─── Estratto fornito

Il serpente e il Rosario (1862)

I parte

            Il 20 agosto 1862 recitate le preghiere della sera D. Bosco, dopo dati alcuni avvisi spettanti l’ordine della casa, disse:

            – Voglio contarvi un mio sogno fatto poche notti sono. (Deve essere la notte che precedeva la festa dell’Assunzione di Maria SS.)
            Sognai di trovarmi con tutti i giovani a Castelnuovo d’Asti a casa di mio fratello. Mentre tutti facevano ricreazione, viene a me uno ch’io non sapeva chi fosse, e mi invita ad andar con lui. Lo seguii e mi menomai in un prato attiguo al cortile e là mi indicò fra l’erba un serpentaccio lungo sette od otto metri e di una grossezza straordinaria. Inorridii a tal vista e voleva fuggirmene:
            – No, no, mi disse quel tale; non fugga; venga qui e veda.
            – E come, risposi, vuoi che io osi avvicinarmi a quella bestiaccia? Non sai che è capace d’avventarmisi addosso e divorarmi in un istante?
            – Non abbia paura non le recherà alcun male; venga con me.
            – Ah! non son così pazzo di andarmi a gettare in tal pericolo.
            – Allora, continuò quello sconosciuto, si fermi qui! E poi andò a prendere una corda e con questa in mano ritornò presso di me e disse:
            – Prenda questa corda per un capo e lo tenga ben stretto fra le mani; io prenderà l’altro capo e andrò alla parte opposta e così sospenderemo la corda sul serpente.
            – E poi?
            – E poi gliela lasceremo cadere attraverso la schiena.
            – Ah! no, per carità! Perché, guai se noi faremo questo. Il serpe salterà su indispettito e ci farà a pezzi.
            – No, no; lasci fare da me.

──────
─── Dati registrati

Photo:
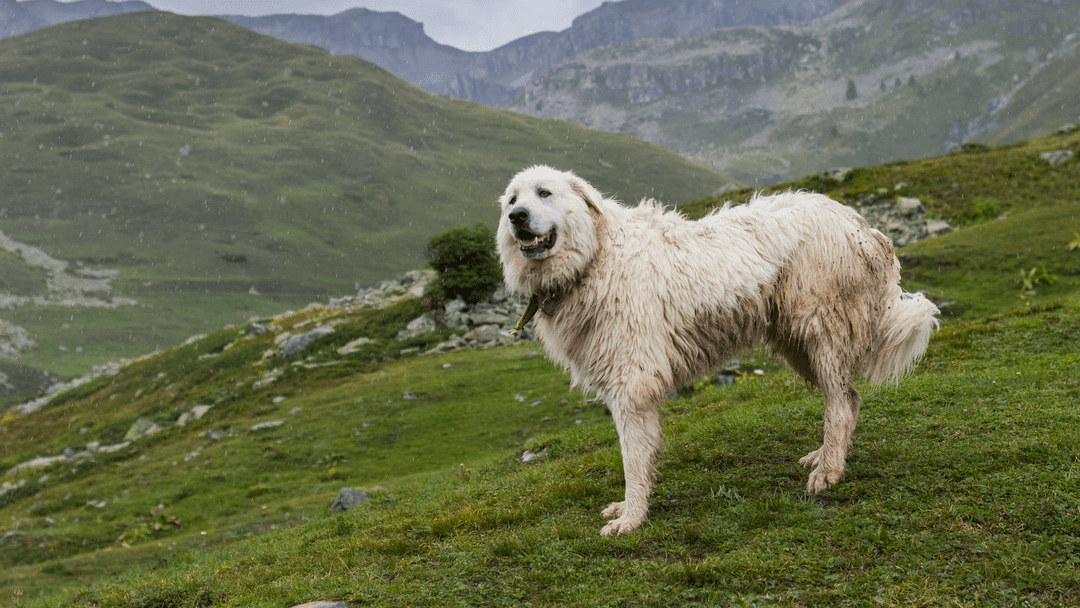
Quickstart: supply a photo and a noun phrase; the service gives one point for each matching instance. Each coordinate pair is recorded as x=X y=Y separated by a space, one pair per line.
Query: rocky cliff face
x=21 y=17
x=871 y=82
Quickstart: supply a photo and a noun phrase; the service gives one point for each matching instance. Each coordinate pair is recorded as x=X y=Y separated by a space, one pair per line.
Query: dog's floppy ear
x=589 y=194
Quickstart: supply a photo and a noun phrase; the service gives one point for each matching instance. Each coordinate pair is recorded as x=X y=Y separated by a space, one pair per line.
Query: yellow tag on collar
x=530 y=311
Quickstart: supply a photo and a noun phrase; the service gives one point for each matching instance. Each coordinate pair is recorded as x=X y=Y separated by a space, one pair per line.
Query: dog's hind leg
x=842 y=403
x=640 y=438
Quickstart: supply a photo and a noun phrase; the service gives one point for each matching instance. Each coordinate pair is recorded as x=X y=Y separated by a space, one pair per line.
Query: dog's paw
x=810 y=460
x=613 y=510
x=821 y=480
x=620 y=526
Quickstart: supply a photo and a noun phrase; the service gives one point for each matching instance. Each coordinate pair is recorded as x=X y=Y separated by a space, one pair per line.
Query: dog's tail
x=901 y=336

──────

Riproduci fedelmente dall'estratto sul sogno del serpente tutto ciò che va da "Sognai di trovarmi" giù fino a "in un istante?". Il materiale riportato qui è distinto dall'estratto.

Sognai di trovarmi con tutti i giovani a Castelnuovo d’Asti a casa di mio fratello. Mentre tutti facevano ricreazione, viene a me uno ch’io non sapeva chi fosse, e mi invita ad andar con lui. Lo seguii e mi menomai in un prato attiguo al cortile e là mi indicò fra l’erba un serpentaccio lungo sette od otto metri e di una grossezza straordinaria. Inorridii a tal vista e voleva fuggirmene:
            – No, no, mi disse quel tale; non fugga; venga qui e veda.
            – E come, risposi, vuoi che io osi avvicinarmi a quella bestiaccia? Non sai che è capace d’avventarmisi addosso e divorarmi in un istante?